--- Provided records ---

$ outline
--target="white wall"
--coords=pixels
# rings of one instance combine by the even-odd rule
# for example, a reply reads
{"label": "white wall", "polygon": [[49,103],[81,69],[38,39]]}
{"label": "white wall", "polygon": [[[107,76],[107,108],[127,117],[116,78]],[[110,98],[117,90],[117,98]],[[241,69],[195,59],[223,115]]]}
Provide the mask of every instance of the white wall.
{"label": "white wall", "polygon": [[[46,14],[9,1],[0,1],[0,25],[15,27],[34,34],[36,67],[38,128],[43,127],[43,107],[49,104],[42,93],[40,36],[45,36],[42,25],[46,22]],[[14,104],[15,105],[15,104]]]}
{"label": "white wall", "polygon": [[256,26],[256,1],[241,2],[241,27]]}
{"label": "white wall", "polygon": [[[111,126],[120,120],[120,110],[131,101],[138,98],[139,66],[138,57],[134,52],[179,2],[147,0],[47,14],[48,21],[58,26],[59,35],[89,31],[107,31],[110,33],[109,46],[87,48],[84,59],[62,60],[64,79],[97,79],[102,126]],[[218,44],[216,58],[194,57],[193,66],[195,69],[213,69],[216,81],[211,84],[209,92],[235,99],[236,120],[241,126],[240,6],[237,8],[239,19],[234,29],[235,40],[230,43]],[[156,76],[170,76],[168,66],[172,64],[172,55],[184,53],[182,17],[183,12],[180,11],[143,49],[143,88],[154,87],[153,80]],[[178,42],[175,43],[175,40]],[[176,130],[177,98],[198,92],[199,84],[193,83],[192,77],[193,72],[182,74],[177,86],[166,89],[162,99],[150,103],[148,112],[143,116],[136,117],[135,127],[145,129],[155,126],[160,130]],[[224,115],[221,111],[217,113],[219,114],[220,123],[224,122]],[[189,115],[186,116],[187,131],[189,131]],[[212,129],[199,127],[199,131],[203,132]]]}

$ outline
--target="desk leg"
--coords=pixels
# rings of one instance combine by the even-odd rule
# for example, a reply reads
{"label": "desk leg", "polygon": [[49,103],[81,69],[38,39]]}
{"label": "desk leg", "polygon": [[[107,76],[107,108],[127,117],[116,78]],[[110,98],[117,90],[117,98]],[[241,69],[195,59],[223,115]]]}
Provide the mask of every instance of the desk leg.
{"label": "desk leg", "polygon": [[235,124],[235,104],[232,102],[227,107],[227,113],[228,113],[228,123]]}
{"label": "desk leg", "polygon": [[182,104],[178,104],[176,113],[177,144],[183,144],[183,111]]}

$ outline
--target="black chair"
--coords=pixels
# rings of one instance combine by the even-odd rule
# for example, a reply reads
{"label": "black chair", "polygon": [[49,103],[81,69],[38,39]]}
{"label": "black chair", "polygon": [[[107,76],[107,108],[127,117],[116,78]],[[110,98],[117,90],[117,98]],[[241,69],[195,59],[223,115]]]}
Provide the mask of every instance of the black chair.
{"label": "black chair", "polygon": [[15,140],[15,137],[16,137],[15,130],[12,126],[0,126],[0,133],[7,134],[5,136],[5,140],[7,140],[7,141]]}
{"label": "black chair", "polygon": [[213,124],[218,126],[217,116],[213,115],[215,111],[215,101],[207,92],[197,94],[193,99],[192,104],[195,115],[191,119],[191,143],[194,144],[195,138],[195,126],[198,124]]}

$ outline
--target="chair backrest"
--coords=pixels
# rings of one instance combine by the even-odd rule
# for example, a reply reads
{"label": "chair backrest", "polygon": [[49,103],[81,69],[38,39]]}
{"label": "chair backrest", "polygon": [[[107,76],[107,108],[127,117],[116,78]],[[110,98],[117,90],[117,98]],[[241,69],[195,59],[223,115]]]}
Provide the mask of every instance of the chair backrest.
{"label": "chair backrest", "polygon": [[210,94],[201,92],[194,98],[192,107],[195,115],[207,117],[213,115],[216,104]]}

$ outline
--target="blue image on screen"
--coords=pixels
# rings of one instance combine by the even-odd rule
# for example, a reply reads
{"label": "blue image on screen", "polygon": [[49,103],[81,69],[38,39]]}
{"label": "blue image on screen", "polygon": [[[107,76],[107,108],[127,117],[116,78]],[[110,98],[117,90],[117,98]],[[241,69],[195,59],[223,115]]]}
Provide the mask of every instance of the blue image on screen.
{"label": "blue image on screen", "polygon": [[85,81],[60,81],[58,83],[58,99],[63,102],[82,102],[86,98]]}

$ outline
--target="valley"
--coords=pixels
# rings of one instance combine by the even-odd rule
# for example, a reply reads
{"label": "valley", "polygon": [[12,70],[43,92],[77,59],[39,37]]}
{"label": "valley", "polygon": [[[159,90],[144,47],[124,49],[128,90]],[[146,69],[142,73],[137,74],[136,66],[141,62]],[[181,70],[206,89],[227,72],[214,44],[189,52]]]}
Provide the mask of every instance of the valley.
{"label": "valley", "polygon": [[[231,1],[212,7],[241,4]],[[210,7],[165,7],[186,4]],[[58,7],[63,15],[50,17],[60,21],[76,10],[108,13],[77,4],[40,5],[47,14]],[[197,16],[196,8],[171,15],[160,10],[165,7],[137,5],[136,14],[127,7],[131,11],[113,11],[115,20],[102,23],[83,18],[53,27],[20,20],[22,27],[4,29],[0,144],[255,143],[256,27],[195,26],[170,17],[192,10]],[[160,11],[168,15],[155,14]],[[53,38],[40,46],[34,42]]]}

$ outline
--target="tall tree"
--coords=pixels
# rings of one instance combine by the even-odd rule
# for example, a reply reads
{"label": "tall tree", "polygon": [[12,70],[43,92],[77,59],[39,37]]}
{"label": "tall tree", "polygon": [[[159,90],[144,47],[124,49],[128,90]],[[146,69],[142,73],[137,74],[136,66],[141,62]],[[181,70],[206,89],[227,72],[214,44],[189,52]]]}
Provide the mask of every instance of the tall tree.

---

Count the lines above that contain the string "mask". Reply with the number alone.

> [Expected answer] 7